[Exercise objective] Look for the string "group" in the data below, and copy each line that holds it.

(Natural-language object grounding data)
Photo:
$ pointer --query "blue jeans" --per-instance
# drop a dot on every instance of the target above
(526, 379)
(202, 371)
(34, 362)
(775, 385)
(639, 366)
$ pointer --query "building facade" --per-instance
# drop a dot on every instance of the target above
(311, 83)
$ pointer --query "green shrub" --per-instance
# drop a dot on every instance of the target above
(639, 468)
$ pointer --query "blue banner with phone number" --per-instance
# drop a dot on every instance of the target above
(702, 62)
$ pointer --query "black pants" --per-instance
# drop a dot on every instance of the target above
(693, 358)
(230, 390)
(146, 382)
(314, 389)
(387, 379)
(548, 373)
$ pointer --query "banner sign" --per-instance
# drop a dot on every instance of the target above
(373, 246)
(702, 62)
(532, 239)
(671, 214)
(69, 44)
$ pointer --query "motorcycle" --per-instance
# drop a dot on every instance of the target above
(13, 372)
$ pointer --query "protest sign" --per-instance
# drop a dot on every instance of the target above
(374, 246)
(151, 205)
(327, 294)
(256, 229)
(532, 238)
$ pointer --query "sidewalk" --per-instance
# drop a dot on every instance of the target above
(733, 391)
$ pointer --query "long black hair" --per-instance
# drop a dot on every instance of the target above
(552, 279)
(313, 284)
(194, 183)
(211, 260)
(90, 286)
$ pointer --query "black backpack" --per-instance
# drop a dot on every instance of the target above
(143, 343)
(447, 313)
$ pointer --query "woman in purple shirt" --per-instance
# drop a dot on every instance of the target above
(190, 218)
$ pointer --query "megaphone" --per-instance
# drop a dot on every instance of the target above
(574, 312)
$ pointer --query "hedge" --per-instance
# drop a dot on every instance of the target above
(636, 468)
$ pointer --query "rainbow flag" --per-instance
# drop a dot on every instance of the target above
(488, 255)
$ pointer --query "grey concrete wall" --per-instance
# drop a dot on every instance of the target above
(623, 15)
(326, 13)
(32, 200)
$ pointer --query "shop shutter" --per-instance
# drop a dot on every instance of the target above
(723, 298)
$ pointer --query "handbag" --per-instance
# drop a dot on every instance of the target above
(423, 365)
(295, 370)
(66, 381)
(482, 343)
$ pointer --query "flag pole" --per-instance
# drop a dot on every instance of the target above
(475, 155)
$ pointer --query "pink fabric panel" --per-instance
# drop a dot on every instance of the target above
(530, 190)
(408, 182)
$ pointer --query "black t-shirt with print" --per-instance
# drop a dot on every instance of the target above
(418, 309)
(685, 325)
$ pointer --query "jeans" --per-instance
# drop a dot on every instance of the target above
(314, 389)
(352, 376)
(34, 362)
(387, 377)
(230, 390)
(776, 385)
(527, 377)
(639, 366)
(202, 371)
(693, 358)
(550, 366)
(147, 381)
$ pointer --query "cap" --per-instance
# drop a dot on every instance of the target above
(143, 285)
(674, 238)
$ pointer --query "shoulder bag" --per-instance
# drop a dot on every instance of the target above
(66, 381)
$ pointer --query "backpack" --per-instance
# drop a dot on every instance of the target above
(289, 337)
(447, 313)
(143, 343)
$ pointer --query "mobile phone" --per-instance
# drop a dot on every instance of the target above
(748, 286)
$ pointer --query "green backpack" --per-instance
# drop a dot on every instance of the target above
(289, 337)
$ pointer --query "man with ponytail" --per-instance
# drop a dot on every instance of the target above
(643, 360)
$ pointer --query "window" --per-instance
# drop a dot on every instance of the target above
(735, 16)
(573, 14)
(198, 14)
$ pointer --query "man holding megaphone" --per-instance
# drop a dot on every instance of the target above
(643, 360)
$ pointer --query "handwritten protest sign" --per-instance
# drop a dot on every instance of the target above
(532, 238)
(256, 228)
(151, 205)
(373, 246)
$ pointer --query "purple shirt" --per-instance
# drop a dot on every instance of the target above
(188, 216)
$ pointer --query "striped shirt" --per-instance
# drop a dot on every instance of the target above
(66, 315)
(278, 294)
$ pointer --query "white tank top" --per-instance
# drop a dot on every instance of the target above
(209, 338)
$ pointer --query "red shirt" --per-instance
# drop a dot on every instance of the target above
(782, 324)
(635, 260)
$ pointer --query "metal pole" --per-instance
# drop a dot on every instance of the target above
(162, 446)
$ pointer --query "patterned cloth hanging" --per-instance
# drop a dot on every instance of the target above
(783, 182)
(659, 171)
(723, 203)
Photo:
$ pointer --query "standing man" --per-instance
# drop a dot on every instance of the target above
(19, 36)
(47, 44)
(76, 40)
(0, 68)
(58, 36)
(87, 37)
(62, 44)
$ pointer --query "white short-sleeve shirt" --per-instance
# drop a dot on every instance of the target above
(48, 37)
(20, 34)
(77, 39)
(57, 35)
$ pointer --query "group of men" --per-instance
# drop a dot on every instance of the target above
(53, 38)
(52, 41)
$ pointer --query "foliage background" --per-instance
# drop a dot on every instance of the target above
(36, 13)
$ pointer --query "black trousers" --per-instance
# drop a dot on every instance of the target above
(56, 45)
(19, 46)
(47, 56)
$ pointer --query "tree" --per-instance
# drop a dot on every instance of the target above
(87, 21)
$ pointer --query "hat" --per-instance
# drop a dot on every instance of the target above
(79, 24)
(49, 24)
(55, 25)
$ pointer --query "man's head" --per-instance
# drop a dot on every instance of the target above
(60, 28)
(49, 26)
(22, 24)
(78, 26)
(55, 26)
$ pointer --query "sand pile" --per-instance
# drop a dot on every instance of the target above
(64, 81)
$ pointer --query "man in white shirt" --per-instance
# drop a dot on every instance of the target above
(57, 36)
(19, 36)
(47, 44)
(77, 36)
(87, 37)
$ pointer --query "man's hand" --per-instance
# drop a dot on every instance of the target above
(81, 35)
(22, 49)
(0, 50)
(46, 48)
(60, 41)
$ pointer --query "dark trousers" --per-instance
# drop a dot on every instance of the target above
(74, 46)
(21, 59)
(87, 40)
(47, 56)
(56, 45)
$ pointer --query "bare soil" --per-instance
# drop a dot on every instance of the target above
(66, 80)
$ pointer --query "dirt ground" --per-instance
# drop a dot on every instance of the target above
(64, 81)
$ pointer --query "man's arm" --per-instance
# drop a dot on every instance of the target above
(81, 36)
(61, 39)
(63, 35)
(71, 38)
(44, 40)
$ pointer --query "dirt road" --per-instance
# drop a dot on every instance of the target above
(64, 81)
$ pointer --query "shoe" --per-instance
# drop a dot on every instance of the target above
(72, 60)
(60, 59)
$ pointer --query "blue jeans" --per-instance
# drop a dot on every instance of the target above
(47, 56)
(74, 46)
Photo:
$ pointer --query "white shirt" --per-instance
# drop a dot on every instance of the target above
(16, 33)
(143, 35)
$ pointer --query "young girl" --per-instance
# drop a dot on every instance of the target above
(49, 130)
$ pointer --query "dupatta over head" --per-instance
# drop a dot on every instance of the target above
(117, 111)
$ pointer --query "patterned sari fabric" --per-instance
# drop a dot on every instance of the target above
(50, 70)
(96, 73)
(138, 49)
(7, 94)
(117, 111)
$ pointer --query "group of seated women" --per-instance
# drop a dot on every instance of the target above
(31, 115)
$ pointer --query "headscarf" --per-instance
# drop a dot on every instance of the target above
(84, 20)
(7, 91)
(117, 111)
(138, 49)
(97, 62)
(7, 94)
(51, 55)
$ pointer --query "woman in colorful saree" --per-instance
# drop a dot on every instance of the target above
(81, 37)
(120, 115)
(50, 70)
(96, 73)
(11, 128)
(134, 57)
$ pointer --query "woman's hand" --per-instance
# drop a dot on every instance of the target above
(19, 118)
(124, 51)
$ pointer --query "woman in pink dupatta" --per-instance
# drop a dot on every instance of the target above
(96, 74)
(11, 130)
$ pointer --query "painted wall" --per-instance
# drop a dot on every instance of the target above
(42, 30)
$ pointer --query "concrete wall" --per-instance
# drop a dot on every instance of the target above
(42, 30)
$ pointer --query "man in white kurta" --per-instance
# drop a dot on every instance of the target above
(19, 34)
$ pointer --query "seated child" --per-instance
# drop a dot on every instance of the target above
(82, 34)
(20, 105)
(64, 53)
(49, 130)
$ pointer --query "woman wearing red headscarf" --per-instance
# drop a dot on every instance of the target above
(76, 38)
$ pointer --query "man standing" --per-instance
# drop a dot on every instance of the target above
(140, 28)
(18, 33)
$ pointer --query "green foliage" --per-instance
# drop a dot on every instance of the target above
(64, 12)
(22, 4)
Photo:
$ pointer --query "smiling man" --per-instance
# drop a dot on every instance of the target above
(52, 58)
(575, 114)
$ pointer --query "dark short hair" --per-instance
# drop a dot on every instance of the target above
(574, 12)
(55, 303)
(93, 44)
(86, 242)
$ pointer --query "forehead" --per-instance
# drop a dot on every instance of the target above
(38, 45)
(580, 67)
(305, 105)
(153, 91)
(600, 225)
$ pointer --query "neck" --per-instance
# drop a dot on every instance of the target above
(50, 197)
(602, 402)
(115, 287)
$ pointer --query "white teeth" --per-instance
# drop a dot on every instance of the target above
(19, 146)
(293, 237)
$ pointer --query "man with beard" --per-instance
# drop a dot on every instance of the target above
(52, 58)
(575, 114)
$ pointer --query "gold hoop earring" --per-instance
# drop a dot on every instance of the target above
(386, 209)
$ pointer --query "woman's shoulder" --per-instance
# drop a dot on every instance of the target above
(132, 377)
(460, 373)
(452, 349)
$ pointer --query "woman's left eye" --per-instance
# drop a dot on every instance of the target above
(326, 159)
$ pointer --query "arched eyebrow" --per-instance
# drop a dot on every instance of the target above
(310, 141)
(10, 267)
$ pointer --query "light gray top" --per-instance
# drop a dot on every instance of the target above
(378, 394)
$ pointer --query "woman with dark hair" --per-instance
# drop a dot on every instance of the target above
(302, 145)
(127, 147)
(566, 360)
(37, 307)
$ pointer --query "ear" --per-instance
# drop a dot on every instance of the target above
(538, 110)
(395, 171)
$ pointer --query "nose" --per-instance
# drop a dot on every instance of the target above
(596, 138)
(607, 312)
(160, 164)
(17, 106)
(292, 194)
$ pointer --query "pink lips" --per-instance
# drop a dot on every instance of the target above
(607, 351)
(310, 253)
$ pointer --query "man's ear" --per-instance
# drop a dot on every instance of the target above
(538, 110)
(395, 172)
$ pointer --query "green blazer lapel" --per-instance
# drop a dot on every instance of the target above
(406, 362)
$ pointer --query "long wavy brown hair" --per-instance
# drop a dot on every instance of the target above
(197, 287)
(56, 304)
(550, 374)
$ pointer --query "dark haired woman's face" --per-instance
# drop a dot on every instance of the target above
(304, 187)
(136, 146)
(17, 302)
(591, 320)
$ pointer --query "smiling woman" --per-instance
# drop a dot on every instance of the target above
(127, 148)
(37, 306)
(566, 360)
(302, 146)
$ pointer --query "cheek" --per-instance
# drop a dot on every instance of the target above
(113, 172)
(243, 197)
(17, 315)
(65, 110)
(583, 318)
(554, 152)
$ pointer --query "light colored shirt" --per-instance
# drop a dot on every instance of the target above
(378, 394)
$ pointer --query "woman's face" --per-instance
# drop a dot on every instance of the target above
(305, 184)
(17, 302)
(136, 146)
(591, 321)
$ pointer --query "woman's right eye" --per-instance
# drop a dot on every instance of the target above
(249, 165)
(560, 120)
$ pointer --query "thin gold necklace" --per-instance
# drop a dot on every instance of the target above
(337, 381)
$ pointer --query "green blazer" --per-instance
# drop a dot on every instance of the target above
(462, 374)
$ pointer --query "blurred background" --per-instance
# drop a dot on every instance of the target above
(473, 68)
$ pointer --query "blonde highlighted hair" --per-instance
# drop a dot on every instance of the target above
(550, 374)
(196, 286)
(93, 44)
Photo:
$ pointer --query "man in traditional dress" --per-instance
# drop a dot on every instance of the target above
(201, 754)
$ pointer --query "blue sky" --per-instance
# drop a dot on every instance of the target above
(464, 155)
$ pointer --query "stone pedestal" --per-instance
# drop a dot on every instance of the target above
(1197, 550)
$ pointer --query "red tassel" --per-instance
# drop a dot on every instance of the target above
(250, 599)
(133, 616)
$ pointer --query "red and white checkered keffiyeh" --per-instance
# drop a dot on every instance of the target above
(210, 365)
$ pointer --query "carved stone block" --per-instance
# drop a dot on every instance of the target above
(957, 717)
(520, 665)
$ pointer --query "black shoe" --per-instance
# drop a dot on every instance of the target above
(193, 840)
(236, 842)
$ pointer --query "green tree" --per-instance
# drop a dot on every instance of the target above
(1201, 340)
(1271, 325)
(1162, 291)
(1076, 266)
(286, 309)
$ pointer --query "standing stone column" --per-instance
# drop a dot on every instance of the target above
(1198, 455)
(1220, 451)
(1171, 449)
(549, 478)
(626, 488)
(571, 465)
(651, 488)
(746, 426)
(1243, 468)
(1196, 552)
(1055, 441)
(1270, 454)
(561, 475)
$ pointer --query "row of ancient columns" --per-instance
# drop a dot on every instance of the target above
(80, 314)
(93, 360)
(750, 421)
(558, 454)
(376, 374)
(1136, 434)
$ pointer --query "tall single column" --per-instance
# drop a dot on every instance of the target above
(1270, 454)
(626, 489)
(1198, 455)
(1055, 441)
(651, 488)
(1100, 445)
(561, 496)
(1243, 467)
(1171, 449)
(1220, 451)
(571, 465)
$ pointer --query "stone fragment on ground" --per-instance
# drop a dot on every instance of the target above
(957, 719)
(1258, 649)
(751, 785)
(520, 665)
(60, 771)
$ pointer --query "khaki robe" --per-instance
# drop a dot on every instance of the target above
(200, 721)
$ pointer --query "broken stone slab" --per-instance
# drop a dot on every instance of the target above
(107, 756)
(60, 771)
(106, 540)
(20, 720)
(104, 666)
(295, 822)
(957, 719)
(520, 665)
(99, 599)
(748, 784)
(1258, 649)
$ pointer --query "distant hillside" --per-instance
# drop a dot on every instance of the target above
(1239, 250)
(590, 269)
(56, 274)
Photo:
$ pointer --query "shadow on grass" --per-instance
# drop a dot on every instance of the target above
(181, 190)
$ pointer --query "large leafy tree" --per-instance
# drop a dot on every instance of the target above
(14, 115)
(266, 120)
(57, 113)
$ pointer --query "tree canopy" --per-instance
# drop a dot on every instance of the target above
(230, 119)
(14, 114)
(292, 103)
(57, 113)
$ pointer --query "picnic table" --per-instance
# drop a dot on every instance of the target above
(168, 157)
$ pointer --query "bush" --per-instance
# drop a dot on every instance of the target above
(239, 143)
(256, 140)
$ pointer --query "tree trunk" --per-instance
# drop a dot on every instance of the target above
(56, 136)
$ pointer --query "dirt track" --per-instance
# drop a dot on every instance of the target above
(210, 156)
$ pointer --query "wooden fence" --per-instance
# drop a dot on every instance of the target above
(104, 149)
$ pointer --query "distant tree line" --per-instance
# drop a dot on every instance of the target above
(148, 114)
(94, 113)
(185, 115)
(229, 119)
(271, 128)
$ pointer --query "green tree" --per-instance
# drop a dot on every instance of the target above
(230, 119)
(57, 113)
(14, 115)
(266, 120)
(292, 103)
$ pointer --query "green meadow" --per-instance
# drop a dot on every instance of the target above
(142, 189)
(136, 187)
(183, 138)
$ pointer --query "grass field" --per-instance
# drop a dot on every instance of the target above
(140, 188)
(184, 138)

[Task result]
$ pointer --query "group of men" --per-instance
$ pointer --query "group of seated women" --per-instance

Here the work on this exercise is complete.